(Extracted records Opens)
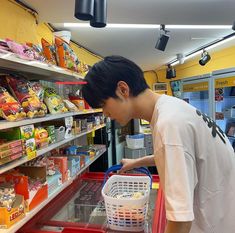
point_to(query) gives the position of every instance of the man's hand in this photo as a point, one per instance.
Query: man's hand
(129, 164)
(178, 227)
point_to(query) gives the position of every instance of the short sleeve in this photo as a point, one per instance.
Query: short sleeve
(178, 178)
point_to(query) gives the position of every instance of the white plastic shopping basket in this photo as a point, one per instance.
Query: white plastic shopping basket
(126, 214)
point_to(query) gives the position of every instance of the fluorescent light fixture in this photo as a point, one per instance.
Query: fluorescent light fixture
(198, 26)
(150, 26)
(217, 44)
(140, 26)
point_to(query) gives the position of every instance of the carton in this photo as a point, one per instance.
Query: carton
(8, 217)
(21, 185)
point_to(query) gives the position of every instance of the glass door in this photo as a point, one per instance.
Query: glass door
(196, 93)
(224, 104)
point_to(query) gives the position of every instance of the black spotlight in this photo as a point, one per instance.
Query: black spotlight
(84, 9)
(170, 72)
(205, 57)
(233, 27)
(100, 14)
(163, 39)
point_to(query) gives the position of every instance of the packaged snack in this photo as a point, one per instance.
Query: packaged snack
(54, 102)
(10, 109)
(22, 51)
(78, 101)
(37, 52)
(49, 51)
(83, 68)
(23, 91)
(38, 89)
(65, 55)
(70, 106)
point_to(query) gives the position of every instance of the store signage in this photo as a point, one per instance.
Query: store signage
(202, 86)
(225, 82)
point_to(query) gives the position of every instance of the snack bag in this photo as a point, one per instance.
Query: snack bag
(37, 51)
(27, 97)
(54, 102)
(65, 55)
(70, 106)
(49, 51)
(10, 109)
(38, 89)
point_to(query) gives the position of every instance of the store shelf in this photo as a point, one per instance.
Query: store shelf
(45, 150)
(32, 213)
(35, 70)
(7, 124)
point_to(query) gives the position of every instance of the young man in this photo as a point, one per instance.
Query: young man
(194, 158)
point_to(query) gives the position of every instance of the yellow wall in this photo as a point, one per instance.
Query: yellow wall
(222, 59)
(20, 25)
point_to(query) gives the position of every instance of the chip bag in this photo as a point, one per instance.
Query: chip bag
(65, 55)
(23, 91)
(49, 51)
(53, 101)
(10, 109)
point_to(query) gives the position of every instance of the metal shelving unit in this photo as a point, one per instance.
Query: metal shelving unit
(7, 124)
(43, 151)
(32, 213)
(35, 70)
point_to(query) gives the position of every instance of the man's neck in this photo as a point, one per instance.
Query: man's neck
(144, 104)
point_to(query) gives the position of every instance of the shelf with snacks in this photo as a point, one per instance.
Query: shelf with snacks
(40, 152)
(36, 70)
(4, 124)
(33, 212)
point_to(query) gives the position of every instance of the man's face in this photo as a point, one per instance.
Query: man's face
(117, 109)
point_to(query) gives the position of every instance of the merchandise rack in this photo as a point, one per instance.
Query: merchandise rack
(45, 150)
(35, 70)
(7, 124)
(32, 213)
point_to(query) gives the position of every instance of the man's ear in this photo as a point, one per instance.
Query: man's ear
(122, 89)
(Extracted records Closes)
Could you transcribe the records above exactly, leaving every picture out?

point_to(query) gives the position of every instance of the man's hand in this photo as a point, one per instance.
Query: man's hand
(129, 164)
(178, 227)
point_to(query) gives the position of every instance of the short sleeve in this photo as a point, one per instance.
Query: short sleeve
(178, 178)
point_to(query) gives the position of every instance of the white plastic shopping basket in this photo as a point, one per instance.
Query: white plastic shopping basket
(126, 214)
point_to(query) gives the position of every instance of the fluorescent light fixture in this photo as a point, one per instance.
Query: fluorescent light fixture
(198, 26)
(150, 26)
(217, 44)
(140, 26)
point_to(query) gives the position of every instance of the carton in this photo as a point, one per instance.
Query: carton
(8, 217)
(21, 185)
point_to(query) gives the position of every instance of the glass door in this photo as a point, one per instance.
Query: glass door
(196, 93)
(224, 104)
point_to(query) gives the position of every instance of the black spotlight in this photo as a point, one per instance.
Query: black spotlight
(84, 9)
(170, 72)
(205, 57)
(233, 27)
(100, 14)
(163, 39)
point_to(query) gives the position of every instance of the packaged snack in this photo as a point, one per instance.
Query: packaged snack
(54, 102)
(10, 109)
(22, 51)
(78, 101)
(37, 52)
(49, 51)
(83, 68)
(23, 91)
(38, 89)
(65, 55)
(70, 106)
point_to(query) gives the position of every instance of the store signage in this photo as a point, one per instance.
Query: store signage
(202, 86)
(225, 82)
point_to(query) gives the position of every instance of the snack bag in this photo as a point, one per instance.
Query: snack bag
(37, 51)
(27, 97)
(54, 102)
(65, 55)
(70, 106)
(49, 51)
(10, 109)
(38, 89)
point_to(query) gives the position of every instance of the store shelf in this photo as a point, one per instance.
Query: store shelf
(45, 150)
(32, 213)
(35, 70)
(7, 124)
point_to(query) gives the position of every instance of the young man in this photo as a point, one per instance.
Query: young man
(194, 158)
point_to(query) gives the position of every instance of the yellow wall in this photo as a point, one per instance.
Query: yellow wall
(222, 59)
(20, 25)
point_to(query) gives the position of every instance of the chip bag in this photo as a point, one per instance.
Query: chip bag
(65, 55)
(23, 91)
(49, 51)
(53, 101)
(10, 109)
point_to(query) gives the position of every instance of the metal shelving unit in this photo as a point, one per instance.
Query: metal shelving unit
(7, 124)
(43, 151)
(32, 213)
(35, 70)
point_to(query) gives the position of every instance of the man's neck in this photo as a point, one per instance.
Query: man's neck
(144, 104)
point_to(query) gives the position of every instance of the shelf with snacks in this photo as a point, one per instance.
Query: shelf with snacks
(40, 152)
(36, 70)
(4, 124)
(33, 212)
point_to(query) gives the position of every instance of the man's face in this photo as a point, one per instance.
Query: man's face
(117, 109)
point_to(query) gives the position of every instance of the merchandise rack in this photo as a point, one per instance.
Query: merchandise rack
(45, 150)
(35, 70)
(7, 124)
(32, 213)
point_to(query) gives the position of every instance of the man's ear in this photo as a point, one per instance.
Query: man's ear
(122, 89)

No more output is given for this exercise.